_Required task 1_
Please revise the stretch of the court decision from "2. In an action" through "of the delivery.", replacing "waiver" with "relinquishment".

Fairbanks, Morse & Co. v. Midvale Min. & Mfg. Co.

Decision Date29 March 1904
Citation105 Mo. App. 644,80 S.W. 13
CourtMissouri Court of Appeals
PartiesFAIRBANKS, MORSE & CO. v. MIDVALE MIN. & MFG. CO.

1. Plaintiff, suing for the purchase price of goods, incorporated in its petition its letter to defendant quoting the goods at a certain price, and also defendant's acceptance, specifying as terms one-third cash and balance in 90 days. The answer denied unadmitted allegations of the petition, and then alleged a failure to deliver goods of the quality specified, and also that plaintiff was to furnish an expert workman to install the goods, and give reasonable notice of delivery, but failed to give such notice, and defendant refused to accept them on that account; that it was then agreed that they should remain on defendant's premises, subject to plaintiff's orders, until such time as defendant could be ready to accept them and have them installed, etc. Held that, as this was a tacit admission of the execution of the contract of sale, it cured any defect in the petition in failing to allege an acquiescence by plaintiff in the terms of the defendant's acceptance, so as to show a completed contract.

2. In an action for the purchase price of goods plaintiff alleged a contract to deliver f. o. b. at its place of business, and an actual delivery upon the premises of the defendant. In its answer defendant alleged that when plaintiff offered to deliver the goods it refused to accept them at the time and in the manner offered, and it was then agreed between the parties that the goods should be unloaded and left on defendant's premises, subject to plaintiff's order, until such time as defendant could be prepared to accept them. Held, that the answer showed a waiver of the stipulation in the contract to deliver f. o. b. at plaintiff's place of business, and cured the defect in the petition as to the sufficiency of the delivery.

_Given data_
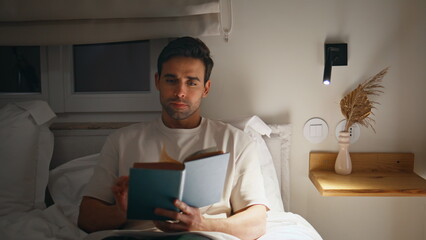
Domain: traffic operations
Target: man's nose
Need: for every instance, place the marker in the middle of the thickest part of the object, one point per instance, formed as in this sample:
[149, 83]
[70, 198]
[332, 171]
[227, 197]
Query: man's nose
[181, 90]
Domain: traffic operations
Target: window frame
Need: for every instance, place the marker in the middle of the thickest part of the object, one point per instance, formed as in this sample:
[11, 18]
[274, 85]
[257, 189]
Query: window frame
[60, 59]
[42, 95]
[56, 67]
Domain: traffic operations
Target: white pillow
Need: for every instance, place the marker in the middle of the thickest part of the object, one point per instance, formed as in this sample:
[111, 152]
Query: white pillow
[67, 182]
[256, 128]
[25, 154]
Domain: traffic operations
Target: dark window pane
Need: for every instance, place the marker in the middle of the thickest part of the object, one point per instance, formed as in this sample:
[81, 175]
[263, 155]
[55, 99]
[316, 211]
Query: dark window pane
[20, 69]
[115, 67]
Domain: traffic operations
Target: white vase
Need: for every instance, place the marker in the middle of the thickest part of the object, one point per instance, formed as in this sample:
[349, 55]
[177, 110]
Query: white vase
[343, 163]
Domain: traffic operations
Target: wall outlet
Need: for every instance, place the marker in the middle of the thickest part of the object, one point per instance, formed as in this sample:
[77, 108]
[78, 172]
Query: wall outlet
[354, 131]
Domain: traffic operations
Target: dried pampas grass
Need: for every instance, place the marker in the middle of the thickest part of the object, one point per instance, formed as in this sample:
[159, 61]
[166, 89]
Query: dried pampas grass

_Required task 2_
Count the lines of the records that contain the string "window", and give only that number.

_Finished answer 1_
2. In an action for the purchase price of goods plaintiff alleged a contract to deliver f. o. b. at its place of business, and an actual delivery upon the premises of the defendant. In its answer defendant alleged that when plaintiff offered to deliver the goods it refused to accept them at the time and in the manner offered, and it was then agreed between the parties that the goods should be unloaded and left on defendant's premises, subject to plaintiff's order, until such time as defendant could be prepared to accept them. Held, that the answer showed a relinquishment of the stipulation in the contract to deliver f. o. b. at plaintiff's place of business, and cured the defect in the petition as to the sufficiency of the delivery.

_Finished answer 2_
4